Testo fornito
⟨

Brancati crea delle macchiette nascondendo una vocazione di saggista e di osservatore attento degli atteggiamenti degli uomini in un preciso contesto storico.
Lo stile dell'opera è scanzonato e beffardo, la scrittura agilissima e pervasa di sana e vigorosa sensualità.


Il bell'Antonio
Per approfondire, vedi la voce Il bell'Antonio (romanzo).

Gli anni che trascorsero tra il Don Giovanni e Il bell'Antonio non furono anni facili, ma Brancati, appena fu possibile, riprese a pubblicare bozzetti, racconti, composizioni teatrali, trovandosi trasportato dalla satira politica. Con Il bell'Antonio, pubblicato nel 1949, lo scrittore riprende i motivi del Don Giovanni producendo un romanzo corale che assomiglia ad una grande commedia antica e che rappresenta, in fatto di "orchestrazione", un grande progresso nei confronti del Don Giovanni.
Per il Bell'Antonio, Brancati riceverà, nel 1950 il Premio Bagutta.


Paolo il caldo
Per approfondire, vedi la voce Paolo il caldo.

Nel 1955, un anno dopo la morte, venne pubblicato il romanzo Paolo il caldo. La sua pubblicazione era stata autorizzata dall'autore in una nota scritta due giorni prima di morire nella quale avvertiva che il libro era rimasto incompiuto degli ultimi due capitoli.

⟩

Righe memorizzate
⟨

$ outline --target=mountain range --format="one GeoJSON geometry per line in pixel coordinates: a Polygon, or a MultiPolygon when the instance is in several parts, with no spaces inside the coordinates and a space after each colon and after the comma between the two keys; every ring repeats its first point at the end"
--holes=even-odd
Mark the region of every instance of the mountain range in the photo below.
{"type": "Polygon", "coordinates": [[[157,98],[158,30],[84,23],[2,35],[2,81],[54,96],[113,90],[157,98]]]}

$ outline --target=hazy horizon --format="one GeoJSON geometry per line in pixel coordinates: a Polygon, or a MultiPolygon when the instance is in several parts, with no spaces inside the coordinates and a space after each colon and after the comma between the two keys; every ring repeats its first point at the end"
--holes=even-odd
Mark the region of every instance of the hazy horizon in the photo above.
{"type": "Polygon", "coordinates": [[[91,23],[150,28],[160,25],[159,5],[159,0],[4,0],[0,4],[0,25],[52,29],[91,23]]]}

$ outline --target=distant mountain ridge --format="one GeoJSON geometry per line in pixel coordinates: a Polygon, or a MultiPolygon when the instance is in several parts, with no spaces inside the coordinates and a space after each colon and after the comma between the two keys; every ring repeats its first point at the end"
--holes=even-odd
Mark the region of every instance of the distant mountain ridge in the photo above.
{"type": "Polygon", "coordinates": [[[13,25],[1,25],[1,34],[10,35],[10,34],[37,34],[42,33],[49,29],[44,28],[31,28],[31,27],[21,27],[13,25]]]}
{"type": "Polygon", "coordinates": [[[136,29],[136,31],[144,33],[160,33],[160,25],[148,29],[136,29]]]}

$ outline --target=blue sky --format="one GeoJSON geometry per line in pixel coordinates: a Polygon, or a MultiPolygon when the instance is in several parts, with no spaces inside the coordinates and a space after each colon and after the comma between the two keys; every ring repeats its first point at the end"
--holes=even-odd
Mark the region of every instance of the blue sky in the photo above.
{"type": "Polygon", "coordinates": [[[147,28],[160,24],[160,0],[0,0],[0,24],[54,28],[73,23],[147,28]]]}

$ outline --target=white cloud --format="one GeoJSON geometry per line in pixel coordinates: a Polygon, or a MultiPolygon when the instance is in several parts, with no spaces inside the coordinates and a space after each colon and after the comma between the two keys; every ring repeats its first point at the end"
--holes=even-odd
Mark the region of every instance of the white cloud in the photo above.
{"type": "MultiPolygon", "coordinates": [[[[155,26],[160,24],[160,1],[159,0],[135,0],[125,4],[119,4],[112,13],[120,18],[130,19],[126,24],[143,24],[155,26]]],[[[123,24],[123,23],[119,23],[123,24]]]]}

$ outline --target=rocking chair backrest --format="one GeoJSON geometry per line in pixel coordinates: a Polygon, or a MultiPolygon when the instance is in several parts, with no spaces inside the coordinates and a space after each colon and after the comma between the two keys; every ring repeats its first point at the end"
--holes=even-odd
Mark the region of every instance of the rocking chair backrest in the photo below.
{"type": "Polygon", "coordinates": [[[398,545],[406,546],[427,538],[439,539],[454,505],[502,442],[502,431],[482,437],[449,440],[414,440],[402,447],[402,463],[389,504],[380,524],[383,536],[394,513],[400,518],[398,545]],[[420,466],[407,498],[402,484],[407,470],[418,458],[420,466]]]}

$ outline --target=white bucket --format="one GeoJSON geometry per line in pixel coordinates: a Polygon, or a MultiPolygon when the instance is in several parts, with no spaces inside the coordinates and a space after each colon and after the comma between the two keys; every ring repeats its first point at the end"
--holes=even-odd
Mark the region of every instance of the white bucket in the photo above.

⟩

Richiesta scritta 1
Rispondi a queste domande sul testo su Brancati:
(a) In che anno fu pubblicato Il bell'Antonio?
(b) Quale premio ricevette Brancati nel 1950 e per quale opera?
(c) Quali capitoli di Paolo il caldo erano rimasti incompiuti?
Richiesta scritta 2
Duplica dal testo su Brancati il brano che comincia con "Gli anni che" e prosegue fino a "voce Paolo il caldo.".
Richiesta scritta 3
Continua il testo su Brancati, riprendendo dopo la sua ultima frase.

Risultato finale 1
(a) Nel 1949.
(b) Il Premio Bagutta, per Il bell'Antonio.
(c) Gli ultimi due capitoli.

Risultato finale 2
Gli anni che trascorsero tra il Don Giovanni e Il bell'Antonio non furono anni facili, ma Brancati, appena fu possibile, riprese a pubblicare bozzetti, racconti, composizioni teatrali, trovandosi trasportato dalla satira politica. Con Il bell'Antonio, pubblicato nel 1949, lo scrittore riprende i motivi del Don Giovanni producendo un romanzo corale che assomiglia ad una grande commedia antica e che rappresenta, in fatto di "orchestrazione", un grande progresso nei confronti del Don Giovanni.
Per il Bell'Antonio, Brancati riceverà, nel 1950 il Premio Bagutta.


Paolo il caldo
Per approfondire, vedi la voce Paolo il caldo.

Risultato finale 3
Nonostante il romanzo ci sia pervenuto non concluso, si avverte subito che esso non è inferiore ai precedenti e soprattutto che l'idea della vita, in esso espressa, è profondamente cambiata da quella che animava i romanzi precedenti.

Se nel Don Giovanni lo slancio sensuale era pieno di allegria e nel Bell'Antonio la vicenda aveva ancora una sostanziale intonazione burlesca, nel Paolo il Caldo le cose cambiano e la sensualità di Paolo Castorini ha qualcosa di ossessivo e tragico.

Anche in questo romanzo la forma è limpidissima anche se si nota, al confronto con gli altri due libri, una maggiore propensione all'analisi e al discorso indiretto.


Il mondo dei romanzi
Il mondo davanti al quale ci pone Brancati è un mondo morale concreto e organico dal quale egli contempla e giudica gli uomini che lo circondano facendo così nascere la sua satira politica e quella della vita provinciale.

Il mondo appare così dominato da personaggi dalla testa vuota, vanagloriosi seduttori di donne e di imperi che appartengono alla schiera dei vanitosi, prepotenti e oppressori, sia in politica che in amore.

Brancati, che si è sviluppato come scrittore nel periodo che va dal 1930 al 1942, trae questa visione del mondo dalla sua esperienza di uomo, nato e vissuto nel Ventennio fascista, in un periodo decisivo della vita italiana fatto di esaltazioni e speranze deluse.

Dalla Sicilia Brancati riesce a trarre non solo la forza della concretezza artistica, ma anche a rompere con gli schemi letterali e culturali di Verga e Pirandello.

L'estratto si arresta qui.